§ **BRIEF 1**:
Copy every sentence in the passage on marital intimacy that ends with a question mark, in the order they appear.

§ **GIVEN PASSAGE**:
════

Did your parents show positive physical affection—hugs and kisses—in front of you? Or were they stiff and perfunctory? How your parents related became ingrained in you as the way a man and woman should relate. If you grew up in a home where sex was regarded as dirty or distasteful, or not talked about at all, you would understandably be uncomfortable with the topic. After all, every time you engage in sex with your spouse, your parents’ words or disapproving stares flash into your mind. But portraying sex as disgusting and something you do only to procreate is so far from the truth. It’s the most amazing connection a committed couple can share.

If you grew up with Queen Victoria reigning in your home, it is time to cut your mama’s apron strings and step away from your father’s dour expression when the word sex is even mentioned. You know they did have sex, right? After all, you’re living proof they had it at least once.

Who cares what your mother would think anyway? It’s your spouse who desires you, so why shouldn’t you go for it?

And believe me, Momma isn’t the only one who needs to be shooed out of your sex life. So many men and women, especially those from conservative backgrounds, settled for less than what they can have because they’re so worried about what’s “okay” to do in sex and what’s not. One woman told me with great disgust after one of my seminars, “There’s no way I’m ever going to be on top. That’s not right. That’s the man’s role.”

Don’t settle for “less than.” Go for the wow factor. If you’re committed in marriage to each other, and you both agree on what you want to do together, the sky is the limit!

Your sex life is not up for discussion by anyone except the two of you. It’s certainly not to be shared with girlfriends over coffee. In fact, ladies, probably the biggest turnoff for men is if you talk about your sex life with your girlfriends. There’s a reason a man doesn’t like to share with others about his marital intimacy or what does on his bedroom. He wants to handle the matter himself.

════

§ **BRIEF 2**:
Find each line of the records below that contains the string "sleeve", and copy those lines. Case counts.

[Entries from a pointing dataset]
════

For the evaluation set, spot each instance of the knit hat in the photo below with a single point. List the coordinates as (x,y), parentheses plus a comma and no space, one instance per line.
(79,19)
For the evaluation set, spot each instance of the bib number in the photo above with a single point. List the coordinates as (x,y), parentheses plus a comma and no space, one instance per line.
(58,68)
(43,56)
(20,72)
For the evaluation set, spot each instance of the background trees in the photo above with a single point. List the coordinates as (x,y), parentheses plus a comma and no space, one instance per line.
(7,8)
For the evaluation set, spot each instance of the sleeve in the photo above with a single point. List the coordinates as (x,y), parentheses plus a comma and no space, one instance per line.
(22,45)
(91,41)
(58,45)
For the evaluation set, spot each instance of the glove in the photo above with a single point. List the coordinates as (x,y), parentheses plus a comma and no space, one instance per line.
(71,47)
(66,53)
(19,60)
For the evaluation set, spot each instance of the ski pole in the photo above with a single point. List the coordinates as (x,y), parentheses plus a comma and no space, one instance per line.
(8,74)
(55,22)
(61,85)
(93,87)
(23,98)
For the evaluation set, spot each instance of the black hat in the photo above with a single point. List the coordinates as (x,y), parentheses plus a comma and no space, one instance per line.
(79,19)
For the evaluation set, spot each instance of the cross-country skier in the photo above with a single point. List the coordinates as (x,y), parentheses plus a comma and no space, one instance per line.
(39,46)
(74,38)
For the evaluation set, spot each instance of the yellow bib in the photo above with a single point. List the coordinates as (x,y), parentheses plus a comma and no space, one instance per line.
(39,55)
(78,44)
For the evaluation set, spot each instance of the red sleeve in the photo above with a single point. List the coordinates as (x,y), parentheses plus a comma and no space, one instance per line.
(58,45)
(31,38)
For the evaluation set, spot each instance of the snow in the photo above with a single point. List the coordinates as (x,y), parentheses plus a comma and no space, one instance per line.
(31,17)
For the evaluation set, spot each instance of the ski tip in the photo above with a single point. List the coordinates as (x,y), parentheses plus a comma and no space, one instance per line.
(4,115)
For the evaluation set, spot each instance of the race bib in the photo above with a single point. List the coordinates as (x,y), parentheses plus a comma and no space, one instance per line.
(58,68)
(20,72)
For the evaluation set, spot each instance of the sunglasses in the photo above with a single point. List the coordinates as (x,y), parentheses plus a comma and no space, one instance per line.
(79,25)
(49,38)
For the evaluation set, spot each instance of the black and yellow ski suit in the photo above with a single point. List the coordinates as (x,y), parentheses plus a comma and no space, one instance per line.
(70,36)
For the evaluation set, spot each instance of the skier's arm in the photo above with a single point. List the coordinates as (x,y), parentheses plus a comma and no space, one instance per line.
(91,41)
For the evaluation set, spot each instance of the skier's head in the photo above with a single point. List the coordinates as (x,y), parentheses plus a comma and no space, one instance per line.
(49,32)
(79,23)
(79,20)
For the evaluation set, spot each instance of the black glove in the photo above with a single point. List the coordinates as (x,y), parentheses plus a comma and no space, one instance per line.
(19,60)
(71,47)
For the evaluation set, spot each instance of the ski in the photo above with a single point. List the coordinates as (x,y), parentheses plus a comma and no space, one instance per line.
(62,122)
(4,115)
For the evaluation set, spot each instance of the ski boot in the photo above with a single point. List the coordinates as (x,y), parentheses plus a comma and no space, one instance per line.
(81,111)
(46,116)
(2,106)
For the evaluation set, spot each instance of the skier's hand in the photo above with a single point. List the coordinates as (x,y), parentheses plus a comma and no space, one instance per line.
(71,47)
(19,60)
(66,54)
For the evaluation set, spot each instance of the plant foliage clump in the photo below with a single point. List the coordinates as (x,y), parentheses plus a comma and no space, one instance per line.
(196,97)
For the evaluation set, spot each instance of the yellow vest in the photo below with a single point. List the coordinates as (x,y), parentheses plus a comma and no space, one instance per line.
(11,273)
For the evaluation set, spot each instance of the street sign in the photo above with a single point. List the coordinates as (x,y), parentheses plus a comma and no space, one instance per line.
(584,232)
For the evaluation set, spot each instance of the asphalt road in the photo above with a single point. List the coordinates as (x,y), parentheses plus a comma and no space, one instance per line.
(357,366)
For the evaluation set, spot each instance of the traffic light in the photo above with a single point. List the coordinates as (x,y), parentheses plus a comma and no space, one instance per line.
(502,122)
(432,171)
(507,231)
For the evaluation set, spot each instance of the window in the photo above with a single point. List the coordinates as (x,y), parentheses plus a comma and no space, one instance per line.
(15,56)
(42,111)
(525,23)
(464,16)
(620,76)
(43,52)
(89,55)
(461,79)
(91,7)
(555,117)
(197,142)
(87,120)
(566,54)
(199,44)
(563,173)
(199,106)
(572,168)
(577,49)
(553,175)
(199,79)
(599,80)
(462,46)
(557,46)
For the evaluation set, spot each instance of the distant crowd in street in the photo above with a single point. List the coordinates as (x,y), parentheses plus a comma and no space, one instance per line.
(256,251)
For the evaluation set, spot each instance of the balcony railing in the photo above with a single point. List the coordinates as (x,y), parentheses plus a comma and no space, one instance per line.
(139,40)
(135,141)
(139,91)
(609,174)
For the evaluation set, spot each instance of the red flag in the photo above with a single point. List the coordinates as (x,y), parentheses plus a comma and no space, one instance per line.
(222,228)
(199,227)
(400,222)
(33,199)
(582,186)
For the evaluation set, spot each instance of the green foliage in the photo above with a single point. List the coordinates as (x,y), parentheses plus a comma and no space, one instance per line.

════

§ **TASK RESULT 1**:
Did your parents show positive physical affection—hugs and kisses—in front of you?
Or were they stiff and perfunctory?
You know they did have sex, right?
Who cares what your mother would think anyway?
It’s your spouse who desires you, so why shouldn’t you go for it?

§ **TASK RESULT 2**:
For the evaluation set, spot each instance of the sleeve in the photo above with a single point. List the coordinates as (x,y), parentheses plus a comma and no space, one instance per line.
For the evaluation set, spot each instance of the red sleeve in the photo above with a single point. List the coordinates as (x,y), parentheses plus a comma and no space, one instance per line.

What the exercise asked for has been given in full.